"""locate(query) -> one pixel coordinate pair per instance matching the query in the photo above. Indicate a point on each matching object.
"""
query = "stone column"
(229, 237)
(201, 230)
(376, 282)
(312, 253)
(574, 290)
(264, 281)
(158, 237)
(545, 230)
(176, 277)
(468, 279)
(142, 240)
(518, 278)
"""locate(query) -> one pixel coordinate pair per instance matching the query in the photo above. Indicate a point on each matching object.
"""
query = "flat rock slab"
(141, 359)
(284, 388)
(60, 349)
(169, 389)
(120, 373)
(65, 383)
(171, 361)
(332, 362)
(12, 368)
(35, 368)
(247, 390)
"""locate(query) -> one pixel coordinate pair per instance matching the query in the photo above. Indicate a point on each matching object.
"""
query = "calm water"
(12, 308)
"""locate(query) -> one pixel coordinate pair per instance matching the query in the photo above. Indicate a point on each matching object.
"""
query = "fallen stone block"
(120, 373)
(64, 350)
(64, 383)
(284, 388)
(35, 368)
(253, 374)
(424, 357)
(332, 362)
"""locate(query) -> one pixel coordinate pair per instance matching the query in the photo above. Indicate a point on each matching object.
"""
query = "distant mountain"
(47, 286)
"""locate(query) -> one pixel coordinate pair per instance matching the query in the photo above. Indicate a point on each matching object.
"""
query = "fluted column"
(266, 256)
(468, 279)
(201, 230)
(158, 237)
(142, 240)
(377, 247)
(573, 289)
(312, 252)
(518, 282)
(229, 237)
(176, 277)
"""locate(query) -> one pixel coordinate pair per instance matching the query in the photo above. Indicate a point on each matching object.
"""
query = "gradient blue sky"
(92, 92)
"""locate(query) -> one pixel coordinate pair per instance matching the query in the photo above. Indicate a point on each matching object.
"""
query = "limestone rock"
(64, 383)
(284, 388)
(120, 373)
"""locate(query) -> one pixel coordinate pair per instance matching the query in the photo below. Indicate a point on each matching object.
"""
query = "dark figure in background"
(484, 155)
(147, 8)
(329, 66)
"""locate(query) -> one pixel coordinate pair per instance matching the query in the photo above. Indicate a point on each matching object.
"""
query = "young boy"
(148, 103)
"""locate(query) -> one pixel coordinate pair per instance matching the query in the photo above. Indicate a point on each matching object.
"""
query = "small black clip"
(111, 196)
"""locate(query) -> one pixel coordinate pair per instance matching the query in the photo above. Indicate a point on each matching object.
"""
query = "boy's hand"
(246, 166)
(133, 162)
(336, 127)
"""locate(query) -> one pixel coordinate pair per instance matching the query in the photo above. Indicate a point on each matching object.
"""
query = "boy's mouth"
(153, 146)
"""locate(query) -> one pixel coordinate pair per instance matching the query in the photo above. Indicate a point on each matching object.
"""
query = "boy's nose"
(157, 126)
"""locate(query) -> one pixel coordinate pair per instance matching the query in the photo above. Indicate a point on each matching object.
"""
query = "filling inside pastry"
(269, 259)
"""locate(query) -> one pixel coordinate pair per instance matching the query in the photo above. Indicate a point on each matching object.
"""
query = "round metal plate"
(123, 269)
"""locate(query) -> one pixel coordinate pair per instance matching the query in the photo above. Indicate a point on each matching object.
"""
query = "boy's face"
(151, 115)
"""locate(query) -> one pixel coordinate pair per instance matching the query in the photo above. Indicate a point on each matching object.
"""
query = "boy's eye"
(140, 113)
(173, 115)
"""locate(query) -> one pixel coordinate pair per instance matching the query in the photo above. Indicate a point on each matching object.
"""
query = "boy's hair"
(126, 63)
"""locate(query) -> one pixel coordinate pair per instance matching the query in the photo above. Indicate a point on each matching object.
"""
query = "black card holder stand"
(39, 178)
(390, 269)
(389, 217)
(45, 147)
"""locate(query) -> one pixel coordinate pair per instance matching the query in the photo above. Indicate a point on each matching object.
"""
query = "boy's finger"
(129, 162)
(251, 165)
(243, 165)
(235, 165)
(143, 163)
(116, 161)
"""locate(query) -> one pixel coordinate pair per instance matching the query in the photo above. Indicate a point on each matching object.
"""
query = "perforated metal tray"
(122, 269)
☆ ☆ ☆ ☆ ☆ ☆ ☆
### Instructions to follow
Each line of the data is to be output exactly, with none skipped.

### Written answer
"""locate(query) -> one pixel coordinate pair per instance matching the query in the photo above. Indicate a point on each matching object.
"""
query = "stone column"
(229, 237)
(201, 230)
(376, 282)
(312, 253)
(574, 290)
(264, 281)
(158, 237)
(545, 230)
(176, 277)
(468, 279)
(142, 240)
(518, 278)
"""locate(query) -> one pixel coordinate pair per instance matching the query in the photo above. Indicate a point on each matching object.
"""
query = "flat rock slab"
(141, 359)
(284, 388)
(60, 349)
(169, 389)
(120, 373)
(65, 383)
(171, 361)
(332, 362)
(12, 368)
(35, 368)
(247, 390)
"""locate(query) -> one pixel coordinate pair per instance matching the query in the photo above. Indicate a point on each matching object.
"""
query = "calm water"
(12, 308)
"""locate(query) -> one pixel coordinate pair per instance matching the query in the photo above. Indicate a point on each matching object.
"""
query = "fallen stone block"
(120, 373)
(64, 350)
(64, 383)
(284, 388)
(35, 368)
(253, 374)
(424, 357)
(332, 362)
"""locate(query) -> one pixel coordinate pair per instance matching the query in the photo above. Indicate a point on each matching object.
"""
query = "distant mountain"
(47, 286)
"""locate(query) -> one pixel coordinate pair per instance matching the query in the photo above. Indicate a point on each matching object.
"""
query = "fluted column"
(266, 256)
(468, 279)
(201, 230)
(158, 237)
(142, 240)
(377, 247)
(573, 289)
(312, 252)
(518, 282)
(229, 237)
(176, 277)
"""locate(query) -> one pixel coordinate pair per instance matching the query in the photo above. Indicate a point on each matching object.
"""
query = "gradient blue sky"
(92, 92)
"""locate(query) -> one pixel coordinate pair per instance matching the query in the photo above. Indicate a point on each matching object.
"""
query = "limestone rock"
(64, 383)
(284, 388)
(120, 373)
"""locate(query) -> one pixel coordinate pair per instance matching the query in the photo below. Indicate a point on each matching object.
"""
query = "dark figure in background"
(484, 155)
(147, 8)
(329, 66)
"""locate(query) -> one pixel coordinate pair per instance matching the query in the photo above. Indicate a point on each matching object.
"""
query = "young boy"
(148, 103)
"""locate(query) -> one pixel coordinate pair per instance matching the query in the photo above. Indicate a point on each matching object.
"""
query = "small black clip"
(111, 196)
"""locate(query) -> one pixel coordinate pair per instance matching the query in the photo above. Indicate a point on each matching object.
"""
query = "boy's hand"
(246, 166)
(133, 162)
(336, 127)
"""locate(query) -> one pixel coordinate pair per instance matching the query in the photo above. Indicate a point on each matching object.
"""
query = "boy's mouth"
(153, 146)
"""locate(query) -> one pixel coordinate pair per instance matching the query in the photo above. Indicate a point on each matching object.
"""
query = "boy's nose"
(157, 126)
"""locate(query) -> one pixel coordinate pair per instance matching the query in the photo above. Indicate a point on each matching object.
"""
query = "filling inside pastry"
(269, 259)
"""locate(query) -> one pixel coordinate pair per instance matching the query in the photo above. Indicate a point on each matching object.
"""
query = "round metal plate"
(123, 269)
"""locate(query) -> one pixel coordinate pair per instance matching the query in the photo above. Indicate a point on each matching object.
"""
query = "boy's face"
(151, 115)
"""locate(query) -> one pixel coordinate pair per instance matching the query in the photo above. Indicate a point on each matching object.
"""
query = "boy's eye"
(140, 113)
(173, 115)
"""locate(query) -> one pixel coordinate pair per instance matching the query in the photo above. Indicate a point on each matching object.
"""
query = "boy's hair"
(126, 63)
"""locate(query) -> one pixel coordinate pair per instance matching the query in the photo above. Indicate a point on each matching object.
"""
query = "black card holder stand"
(39, 178)
(390, 269)
(389, 217)
(45, 147)
"""locate(query) -> one pixel coordinate pair per instance matching the query in the photo above. Indicate a point on each matching object.
"""
query = "boy's finger"
(129, 162)
(251, 165)
(243, 165)
(235, 165)
(143, 163)
(116, 161)
"""locate(query) -> one pixel coordinate pair per instance matching the query in the photo above. Indicate a point on each matching object.
"""
query = "perforated metal tray"
(122, 269)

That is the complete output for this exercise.